» **WORK TO COMPLETE**
Count the lines in the listing below that contain the string "blurred", with uppercase and lowercase letters treated as distinct, and reply with the number alone.

» **SUPPLIED INFORMATION**
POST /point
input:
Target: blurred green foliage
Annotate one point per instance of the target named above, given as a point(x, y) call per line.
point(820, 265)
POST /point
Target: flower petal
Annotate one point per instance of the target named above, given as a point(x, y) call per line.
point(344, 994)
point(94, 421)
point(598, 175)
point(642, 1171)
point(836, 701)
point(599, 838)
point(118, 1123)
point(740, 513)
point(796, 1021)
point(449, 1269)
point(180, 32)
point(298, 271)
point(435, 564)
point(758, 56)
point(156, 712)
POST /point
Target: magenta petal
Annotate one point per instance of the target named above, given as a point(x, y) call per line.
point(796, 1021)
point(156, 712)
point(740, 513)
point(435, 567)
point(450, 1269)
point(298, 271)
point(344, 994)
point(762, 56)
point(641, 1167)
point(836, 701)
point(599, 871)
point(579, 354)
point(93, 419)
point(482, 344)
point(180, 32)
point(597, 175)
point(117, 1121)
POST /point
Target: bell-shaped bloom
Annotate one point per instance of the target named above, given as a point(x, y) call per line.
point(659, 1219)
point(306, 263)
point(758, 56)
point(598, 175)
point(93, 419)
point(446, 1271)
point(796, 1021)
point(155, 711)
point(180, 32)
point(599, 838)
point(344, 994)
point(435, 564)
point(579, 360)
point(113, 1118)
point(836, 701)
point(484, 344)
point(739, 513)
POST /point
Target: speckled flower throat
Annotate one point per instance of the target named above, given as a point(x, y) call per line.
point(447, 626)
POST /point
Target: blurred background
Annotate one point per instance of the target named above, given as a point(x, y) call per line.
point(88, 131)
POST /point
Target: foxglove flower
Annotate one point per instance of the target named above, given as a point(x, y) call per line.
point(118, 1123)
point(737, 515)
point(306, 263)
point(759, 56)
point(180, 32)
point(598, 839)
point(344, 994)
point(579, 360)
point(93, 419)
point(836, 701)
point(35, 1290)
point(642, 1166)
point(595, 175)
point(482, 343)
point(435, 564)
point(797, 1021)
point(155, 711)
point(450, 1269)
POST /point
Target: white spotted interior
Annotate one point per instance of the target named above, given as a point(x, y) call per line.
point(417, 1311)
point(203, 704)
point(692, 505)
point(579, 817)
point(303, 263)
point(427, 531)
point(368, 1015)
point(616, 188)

» **OUTPUT OF THE TASK**
2